Si WuW évolue dans un registre assez atypique – à savoir une sorte de Post-Rock instrumental névrosé – sa démarche est toutefois appelée à faire des adeptes et à éveiller la curiosité de tous ceux aptes à se confiner dans une somme de détails pleins de contrastes. Quelques semaines après la sortie de leur deuxième effort, Rétablir l’Éternité, ses deux architectes – les deux frères Colin – sont revenus avec nous sur le pourquoi d’une telle musique.
Propos de Benjamin Colin (batterie, clavier, percussions) et de Guillaume Colin (guitares, basse, clavier, percussions) recueillis par Axl Meu
Il me semble que WuW est bien plus qu’une histoire de frères qui font de la musique ensemble.
Guillaume : Oui, en fait, mon frère et moi avons suivi le même cursus musical, les mêmes classes au conservatoire. Et à l’adolescence, nous avons tous les deux commencé à écouter des groupes de Metal… Et comme beaucoup, on a souhaité reproduire ce que l’on écoutait, faire de la guitare, de la basse, de la batterie… On n’avait jamais rien sorti à l’époque, on avait quelques formations, mais finalement, ça ne prenait pas. Et jusqu’en 2016, nous faisions partie du même groupe, Abrahma, formation d’Heavy Rock Psychédélique parisienne avec qui nous avions sorti deux albums. Nous nous sommes quitté en bons termes, mais ça nous paraissait naturel de continuer à faire de la musique ensemble. Benjamin est ingénieur-son, il a le matériel nécessaire pour enregistrer, donc on a commencé à travailler ensemble sur des compositions, puis c’est devenu WuW. La formation n’étant formée que de deux seules membres, il est vraiment plus facile pour nous de travailler, d’expérimenter. Tout de suite, il y a moins de compromis à faire !
La musique de WuW et votre nouvel album, Rétablir l’Éternité, l’illustre bien. Elle peut s’avérer aussi chaotique que sous-contrôle. Comment êtes-vous parvenus à donner l’impression que tout est chaotique ?

▸ CONSIGNE
Selon l'entretien sur WuW, de quel groupe les deux frères Colin faisaient-ils partie jusqu'en 2016 ?

▸ DONNÉES FOURNIES

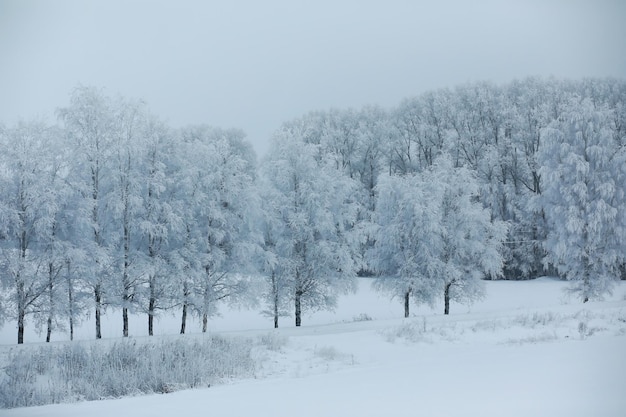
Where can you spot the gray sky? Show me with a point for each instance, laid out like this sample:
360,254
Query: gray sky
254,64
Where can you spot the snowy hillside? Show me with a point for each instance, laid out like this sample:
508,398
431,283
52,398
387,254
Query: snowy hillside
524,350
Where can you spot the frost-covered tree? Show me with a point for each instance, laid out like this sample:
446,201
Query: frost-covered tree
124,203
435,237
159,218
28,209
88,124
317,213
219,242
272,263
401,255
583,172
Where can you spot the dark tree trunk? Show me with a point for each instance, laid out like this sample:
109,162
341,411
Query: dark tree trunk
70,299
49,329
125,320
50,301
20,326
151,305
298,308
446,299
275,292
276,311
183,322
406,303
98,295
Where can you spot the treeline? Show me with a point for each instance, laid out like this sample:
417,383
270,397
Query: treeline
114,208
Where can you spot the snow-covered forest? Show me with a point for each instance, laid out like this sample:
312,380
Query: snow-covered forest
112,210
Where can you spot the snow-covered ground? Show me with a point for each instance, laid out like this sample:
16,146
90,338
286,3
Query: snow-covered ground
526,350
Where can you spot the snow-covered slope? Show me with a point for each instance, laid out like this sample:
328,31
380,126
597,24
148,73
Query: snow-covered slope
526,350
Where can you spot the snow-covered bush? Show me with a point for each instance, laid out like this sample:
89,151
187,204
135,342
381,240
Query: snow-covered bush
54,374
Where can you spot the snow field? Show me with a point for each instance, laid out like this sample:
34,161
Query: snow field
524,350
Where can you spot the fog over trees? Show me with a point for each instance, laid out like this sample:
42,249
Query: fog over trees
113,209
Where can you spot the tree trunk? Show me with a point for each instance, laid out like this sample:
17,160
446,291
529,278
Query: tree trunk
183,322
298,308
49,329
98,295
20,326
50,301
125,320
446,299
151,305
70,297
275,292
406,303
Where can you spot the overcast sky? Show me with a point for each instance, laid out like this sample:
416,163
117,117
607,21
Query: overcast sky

▸ RÉPONSE
Abrahma, une formation parisienne de Heavy Rock Psychédélique.